Entradas del conjunto de datos =

● ● ● ●

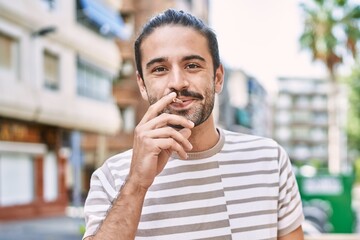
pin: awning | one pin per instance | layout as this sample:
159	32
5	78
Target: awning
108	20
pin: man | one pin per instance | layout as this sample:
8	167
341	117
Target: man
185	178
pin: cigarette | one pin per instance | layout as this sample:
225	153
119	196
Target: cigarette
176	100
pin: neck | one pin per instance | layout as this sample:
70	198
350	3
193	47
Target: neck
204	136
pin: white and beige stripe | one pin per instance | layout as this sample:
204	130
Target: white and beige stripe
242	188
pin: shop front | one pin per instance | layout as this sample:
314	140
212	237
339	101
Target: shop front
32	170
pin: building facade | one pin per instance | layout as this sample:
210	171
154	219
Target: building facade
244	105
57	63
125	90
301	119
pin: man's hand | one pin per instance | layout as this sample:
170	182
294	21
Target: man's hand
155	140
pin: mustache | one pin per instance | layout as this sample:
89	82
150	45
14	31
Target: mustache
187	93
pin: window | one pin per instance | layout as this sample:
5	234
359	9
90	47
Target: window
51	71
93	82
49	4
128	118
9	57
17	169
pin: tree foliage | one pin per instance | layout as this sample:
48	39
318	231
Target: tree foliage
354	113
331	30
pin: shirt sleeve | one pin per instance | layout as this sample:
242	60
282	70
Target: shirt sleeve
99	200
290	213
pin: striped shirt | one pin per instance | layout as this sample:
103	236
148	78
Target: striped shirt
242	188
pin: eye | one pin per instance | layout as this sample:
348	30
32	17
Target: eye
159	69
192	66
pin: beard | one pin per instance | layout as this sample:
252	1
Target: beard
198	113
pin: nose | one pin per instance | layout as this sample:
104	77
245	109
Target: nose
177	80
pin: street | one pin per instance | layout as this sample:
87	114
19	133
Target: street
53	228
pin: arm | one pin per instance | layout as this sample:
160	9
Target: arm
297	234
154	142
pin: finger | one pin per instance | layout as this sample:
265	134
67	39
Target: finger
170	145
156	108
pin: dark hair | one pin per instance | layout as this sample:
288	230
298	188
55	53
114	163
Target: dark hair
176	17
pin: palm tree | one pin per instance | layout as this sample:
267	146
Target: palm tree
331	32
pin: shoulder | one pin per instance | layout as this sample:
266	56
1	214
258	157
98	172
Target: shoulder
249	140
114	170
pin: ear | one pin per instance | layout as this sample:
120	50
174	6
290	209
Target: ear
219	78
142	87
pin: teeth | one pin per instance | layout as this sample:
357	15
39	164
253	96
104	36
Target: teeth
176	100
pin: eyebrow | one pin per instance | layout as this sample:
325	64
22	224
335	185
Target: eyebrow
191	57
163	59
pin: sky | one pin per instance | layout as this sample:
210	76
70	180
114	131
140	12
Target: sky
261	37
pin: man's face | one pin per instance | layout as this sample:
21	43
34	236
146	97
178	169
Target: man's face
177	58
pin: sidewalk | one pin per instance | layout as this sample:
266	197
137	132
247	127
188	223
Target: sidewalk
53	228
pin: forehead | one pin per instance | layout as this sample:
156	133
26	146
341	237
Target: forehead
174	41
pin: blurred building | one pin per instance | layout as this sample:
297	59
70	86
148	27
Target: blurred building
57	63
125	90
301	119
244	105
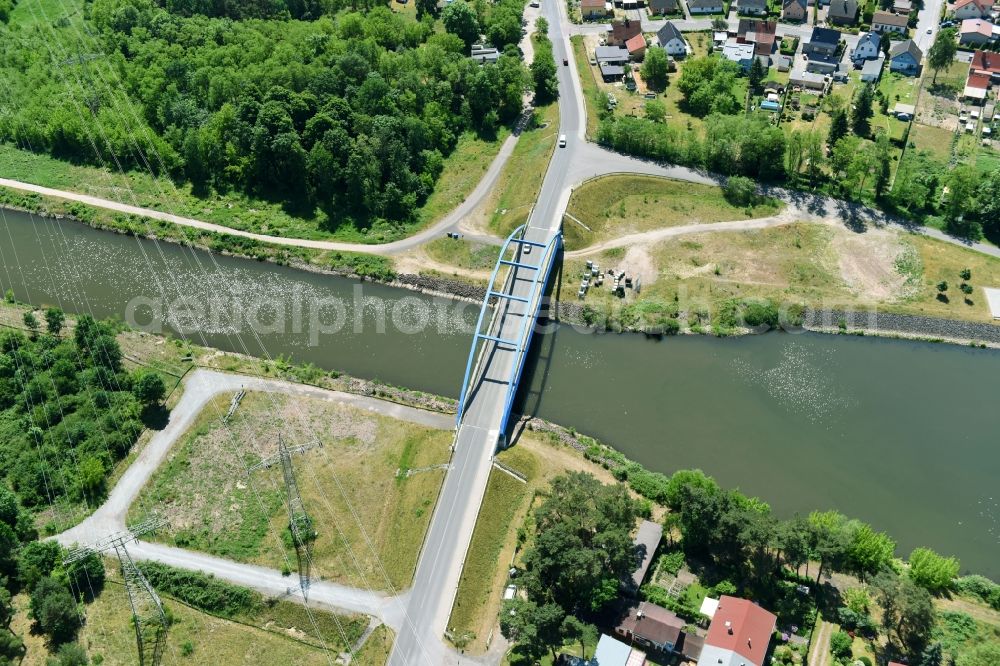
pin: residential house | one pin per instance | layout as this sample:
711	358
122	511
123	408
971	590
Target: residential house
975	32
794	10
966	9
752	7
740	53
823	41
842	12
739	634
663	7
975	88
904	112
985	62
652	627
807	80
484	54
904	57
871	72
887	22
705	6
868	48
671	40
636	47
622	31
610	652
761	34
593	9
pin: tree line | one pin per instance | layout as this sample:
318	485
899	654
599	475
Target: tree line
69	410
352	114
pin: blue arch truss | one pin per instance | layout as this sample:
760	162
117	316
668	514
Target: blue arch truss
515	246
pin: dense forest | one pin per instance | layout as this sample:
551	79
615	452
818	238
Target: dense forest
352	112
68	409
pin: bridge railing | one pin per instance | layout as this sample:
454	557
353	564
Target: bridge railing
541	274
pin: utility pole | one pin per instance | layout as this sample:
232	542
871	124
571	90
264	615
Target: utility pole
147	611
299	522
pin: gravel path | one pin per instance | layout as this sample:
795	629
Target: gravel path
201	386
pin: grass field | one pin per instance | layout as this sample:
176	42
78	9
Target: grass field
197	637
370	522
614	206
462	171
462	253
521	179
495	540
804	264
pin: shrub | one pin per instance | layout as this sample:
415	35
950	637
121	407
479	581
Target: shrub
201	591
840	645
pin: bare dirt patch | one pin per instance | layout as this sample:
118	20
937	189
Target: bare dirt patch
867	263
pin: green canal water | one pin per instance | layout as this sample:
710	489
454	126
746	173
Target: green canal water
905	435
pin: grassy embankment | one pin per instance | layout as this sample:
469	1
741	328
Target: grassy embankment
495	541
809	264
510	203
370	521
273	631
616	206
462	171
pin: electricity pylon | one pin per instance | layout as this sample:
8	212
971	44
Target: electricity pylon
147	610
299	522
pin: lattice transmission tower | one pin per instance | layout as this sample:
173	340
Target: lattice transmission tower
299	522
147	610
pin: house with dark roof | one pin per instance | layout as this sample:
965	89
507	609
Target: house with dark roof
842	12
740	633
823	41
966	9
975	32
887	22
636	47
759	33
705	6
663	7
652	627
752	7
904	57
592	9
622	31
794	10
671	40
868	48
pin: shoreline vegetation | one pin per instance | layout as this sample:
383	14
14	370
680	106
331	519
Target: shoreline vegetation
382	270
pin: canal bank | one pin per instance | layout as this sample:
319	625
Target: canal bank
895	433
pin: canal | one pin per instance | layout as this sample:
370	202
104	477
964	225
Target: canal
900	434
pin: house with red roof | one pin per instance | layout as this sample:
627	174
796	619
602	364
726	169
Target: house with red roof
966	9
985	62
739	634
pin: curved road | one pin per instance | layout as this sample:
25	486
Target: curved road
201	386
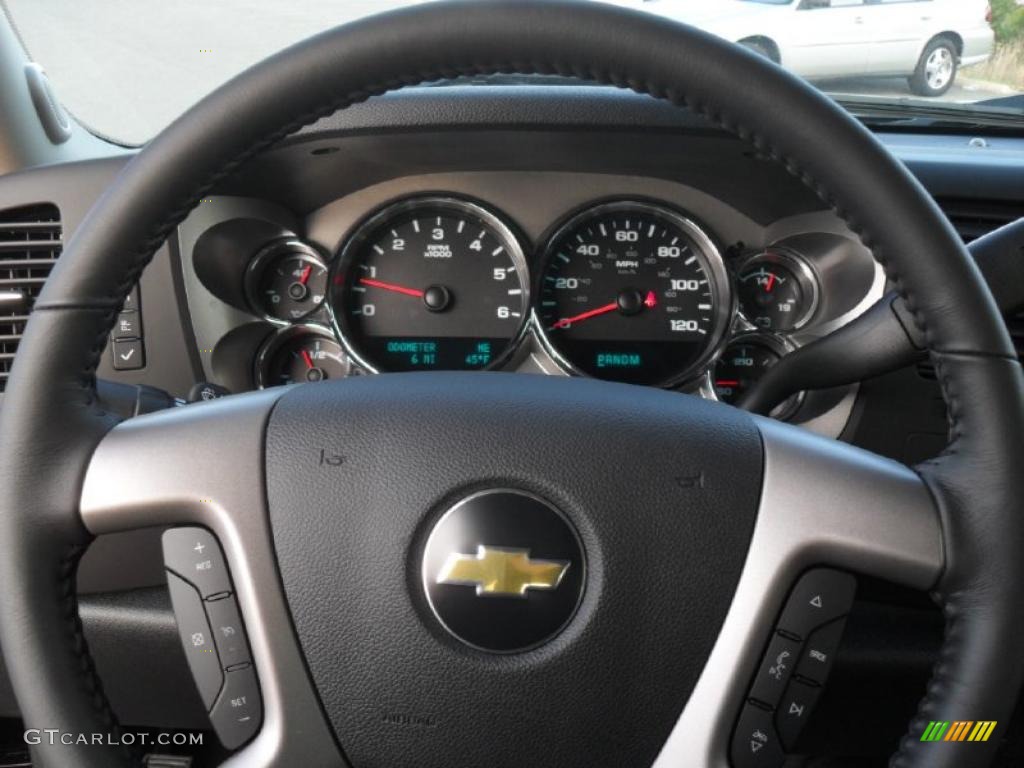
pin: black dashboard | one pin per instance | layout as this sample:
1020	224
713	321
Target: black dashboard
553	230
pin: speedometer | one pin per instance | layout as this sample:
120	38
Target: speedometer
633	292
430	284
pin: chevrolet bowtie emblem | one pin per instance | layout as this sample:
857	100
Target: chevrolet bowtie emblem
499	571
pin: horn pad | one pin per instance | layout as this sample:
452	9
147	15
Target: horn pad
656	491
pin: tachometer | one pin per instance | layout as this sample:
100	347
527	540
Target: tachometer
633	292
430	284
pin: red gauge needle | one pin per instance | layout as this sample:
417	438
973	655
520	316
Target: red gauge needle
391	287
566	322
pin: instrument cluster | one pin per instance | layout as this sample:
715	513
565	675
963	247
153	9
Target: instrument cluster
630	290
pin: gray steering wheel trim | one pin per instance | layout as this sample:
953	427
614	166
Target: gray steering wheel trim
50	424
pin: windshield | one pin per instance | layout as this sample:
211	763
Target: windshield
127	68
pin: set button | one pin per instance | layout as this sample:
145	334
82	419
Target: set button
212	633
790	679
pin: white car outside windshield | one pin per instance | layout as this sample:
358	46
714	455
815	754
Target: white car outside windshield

● ● ● ●

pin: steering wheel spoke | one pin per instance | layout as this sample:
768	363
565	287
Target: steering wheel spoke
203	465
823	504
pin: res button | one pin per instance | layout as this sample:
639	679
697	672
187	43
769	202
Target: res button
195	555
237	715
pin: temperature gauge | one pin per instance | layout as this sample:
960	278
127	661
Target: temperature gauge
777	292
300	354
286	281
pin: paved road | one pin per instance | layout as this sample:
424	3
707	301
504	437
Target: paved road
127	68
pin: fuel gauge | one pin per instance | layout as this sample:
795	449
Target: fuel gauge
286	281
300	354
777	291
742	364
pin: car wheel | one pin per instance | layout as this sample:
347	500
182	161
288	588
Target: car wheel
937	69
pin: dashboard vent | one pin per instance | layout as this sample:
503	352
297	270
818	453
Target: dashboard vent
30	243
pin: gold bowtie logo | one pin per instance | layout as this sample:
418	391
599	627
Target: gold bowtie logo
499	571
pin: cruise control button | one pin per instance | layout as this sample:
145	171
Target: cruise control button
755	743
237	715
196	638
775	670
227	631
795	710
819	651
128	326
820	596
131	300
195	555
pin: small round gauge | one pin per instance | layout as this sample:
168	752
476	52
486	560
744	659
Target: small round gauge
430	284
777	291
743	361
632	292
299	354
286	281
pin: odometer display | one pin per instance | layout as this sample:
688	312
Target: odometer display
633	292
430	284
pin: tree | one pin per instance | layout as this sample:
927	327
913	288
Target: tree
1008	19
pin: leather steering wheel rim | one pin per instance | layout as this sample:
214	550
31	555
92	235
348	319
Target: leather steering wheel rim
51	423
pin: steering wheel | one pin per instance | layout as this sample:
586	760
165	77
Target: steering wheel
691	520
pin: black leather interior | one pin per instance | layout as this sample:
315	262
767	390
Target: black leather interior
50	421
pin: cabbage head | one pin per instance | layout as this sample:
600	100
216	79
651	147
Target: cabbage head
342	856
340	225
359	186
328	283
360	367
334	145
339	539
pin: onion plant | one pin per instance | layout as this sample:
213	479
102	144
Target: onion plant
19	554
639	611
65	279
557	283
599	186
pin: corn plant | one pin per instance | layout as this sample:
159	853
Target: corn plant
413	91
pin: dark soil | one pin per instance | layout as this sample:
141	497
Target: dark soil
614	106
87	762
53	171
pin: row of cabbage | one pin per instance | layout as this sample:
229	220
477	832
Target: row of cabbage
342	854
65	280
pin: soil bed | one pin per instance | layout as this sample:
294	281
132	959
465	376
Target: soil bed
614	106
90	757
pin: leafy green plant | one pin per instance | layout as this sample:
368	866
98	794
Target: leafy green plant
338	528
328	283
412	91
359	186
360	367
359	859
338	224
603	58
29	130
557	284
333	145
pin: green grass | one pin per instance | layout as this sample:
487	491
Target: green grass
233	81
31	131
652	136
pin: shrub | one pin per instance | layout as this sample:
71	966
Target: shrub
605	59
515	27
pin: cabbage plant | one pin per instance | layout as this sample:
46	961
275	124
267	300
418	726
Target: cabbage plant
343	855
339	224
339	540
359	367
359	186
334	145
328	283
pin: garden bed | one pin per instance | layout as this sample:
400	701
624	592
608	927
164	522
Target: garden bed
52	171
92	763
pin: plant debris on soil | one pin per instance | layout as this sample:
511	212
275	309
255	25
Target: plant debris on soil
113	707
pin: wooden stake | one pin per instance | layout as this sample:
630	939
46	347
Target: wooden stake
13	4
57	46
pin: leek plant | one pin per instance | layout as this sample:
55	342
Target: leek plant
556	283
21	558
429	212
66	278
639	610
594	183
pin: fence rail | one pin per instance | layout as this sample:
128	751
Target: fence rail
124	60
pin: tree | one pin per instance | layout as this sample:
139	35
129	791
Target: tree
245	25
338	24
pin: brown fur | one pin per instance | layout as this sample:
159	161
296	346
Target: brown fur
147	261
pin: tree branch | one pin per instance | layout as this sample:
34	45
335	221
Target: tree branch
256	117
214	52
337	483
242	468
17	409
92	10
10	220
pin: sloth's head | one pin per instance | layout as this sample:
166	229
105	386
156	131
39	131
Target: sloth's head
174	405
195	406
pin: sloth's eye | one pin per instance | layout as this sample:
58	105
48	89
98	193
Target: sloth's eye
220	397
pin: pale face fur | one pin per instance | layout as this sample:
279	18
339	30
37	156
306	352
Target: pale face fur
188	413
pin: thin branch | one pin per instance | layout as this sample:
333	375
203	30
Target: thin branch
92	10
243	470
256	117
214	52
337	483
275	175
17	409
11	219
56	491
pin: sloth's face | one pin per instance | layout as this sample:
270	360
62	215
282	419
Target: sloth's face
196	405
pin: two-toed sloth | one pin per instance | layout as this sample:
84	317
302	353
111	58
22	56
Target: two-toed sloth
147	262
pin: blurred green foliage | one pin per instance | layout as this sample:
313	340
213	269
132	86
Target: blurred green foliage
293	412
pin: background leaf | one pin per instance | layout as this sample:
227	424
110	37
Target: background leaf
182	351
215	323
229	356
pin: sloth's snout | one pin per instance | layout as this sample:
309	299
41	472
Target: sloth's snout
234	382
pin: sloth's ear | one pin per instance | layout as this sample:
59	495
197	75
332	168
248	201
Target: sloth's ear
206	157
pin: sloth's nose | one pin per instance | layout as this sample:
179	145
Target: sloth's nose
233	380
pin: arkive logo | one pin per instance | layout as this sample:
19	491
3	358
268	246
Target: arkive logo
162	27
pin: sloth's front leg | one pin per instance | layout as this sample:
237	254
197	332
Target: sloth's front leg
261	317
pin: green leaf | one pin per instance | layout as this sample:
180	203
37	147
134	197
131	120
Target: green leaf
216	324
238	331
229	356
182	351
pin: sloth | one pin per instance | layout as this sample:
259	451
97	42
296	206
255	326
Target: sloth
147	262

● ● ● ●

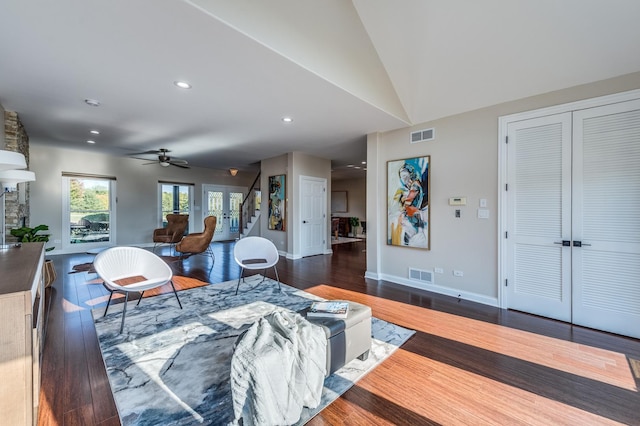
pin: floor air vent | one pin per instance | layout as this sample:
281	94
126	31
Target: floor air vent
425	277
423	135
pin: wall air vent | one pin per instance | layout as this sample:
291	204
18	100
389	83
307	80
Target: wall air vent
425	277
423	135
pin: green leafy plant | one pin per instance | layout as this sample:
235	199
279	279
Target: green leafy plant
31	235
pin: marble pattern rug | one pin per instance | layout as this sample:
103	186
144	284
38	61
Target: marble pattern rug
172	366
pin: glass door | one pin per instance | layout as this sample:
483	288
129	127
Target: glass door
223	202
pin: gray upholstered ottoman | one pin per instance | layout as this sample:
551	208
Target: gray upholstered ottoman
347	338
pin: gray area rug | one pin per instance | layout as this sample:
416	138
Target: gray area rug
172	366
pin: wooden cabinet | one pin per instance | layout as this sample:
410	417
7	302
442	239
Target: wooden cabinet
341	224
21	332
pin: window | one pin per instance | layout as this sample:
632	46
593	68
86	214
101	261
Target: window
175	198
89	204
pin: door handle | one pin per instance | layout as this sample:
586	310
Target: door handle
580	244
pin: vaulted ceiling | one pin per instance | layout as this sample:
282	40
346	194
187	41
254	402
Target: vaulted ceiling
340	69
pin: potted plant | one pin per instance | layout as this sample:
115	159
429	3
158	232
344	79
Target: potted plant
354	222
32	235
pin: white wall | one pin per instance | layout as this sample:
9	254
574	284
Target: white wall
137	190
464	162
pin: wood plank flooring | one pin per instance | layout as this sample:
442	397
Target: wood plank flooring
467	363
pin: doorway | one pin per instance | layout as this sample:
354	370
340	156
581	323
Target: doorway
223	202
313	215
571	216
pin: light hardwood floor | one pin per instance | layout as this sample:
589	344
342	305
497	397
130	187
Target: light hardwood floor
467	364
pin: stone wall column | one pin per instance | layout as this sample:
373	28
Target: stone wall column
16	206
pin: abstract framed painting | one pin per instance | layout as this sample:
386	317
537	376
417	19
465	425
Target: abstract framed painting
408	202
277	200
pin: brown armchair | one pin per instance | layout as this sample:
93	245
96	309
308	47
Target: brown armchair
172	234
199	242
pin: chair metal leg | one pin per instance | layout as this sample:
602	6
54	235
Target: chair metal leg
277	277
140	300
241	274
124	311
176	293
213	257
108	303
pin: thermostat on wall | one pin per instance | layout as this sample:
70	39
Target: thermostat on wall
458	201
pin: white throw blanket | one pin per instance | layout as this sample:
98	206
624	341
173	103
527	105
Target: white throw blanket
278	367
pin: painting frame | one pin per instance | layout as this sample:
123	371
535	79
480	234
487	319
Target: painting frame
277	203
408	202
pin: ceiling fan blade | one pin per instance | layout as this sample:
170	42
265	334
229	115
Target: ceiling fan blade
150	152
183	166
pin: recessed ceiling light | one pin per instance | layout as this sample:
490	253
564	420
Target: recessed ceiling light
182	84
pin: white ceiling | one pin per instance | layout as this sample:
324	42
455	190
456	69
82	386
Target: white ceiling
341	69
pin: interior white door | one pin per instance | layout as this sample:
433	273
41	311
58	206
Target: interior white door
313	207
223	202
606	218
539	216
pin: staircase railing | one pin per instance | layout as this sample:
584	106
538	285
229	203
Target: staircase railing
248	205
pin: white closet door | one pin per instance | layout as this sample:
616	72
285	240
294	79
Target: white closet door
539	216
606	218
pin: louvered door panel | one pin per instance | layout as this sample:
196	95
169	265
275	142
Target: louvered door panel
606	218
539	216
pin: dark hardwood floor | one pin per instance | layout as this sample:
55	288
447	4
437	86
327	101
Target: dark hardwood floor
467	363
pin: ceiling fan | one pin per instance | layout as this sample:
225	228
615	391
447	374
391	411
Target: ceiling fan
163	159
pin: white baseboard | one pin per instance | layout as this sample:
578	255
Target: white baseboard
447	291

● ● ● ●

Objetivo =
Reúne todas las líneas de los registros que contengan la cadena "framed", copiándolas completas. Se distinguen mayúsculas y minúsculas.

Salida completa =
pin: abstract framed painting | one pin per instance | layout as this sample:
Target: abstract framed painting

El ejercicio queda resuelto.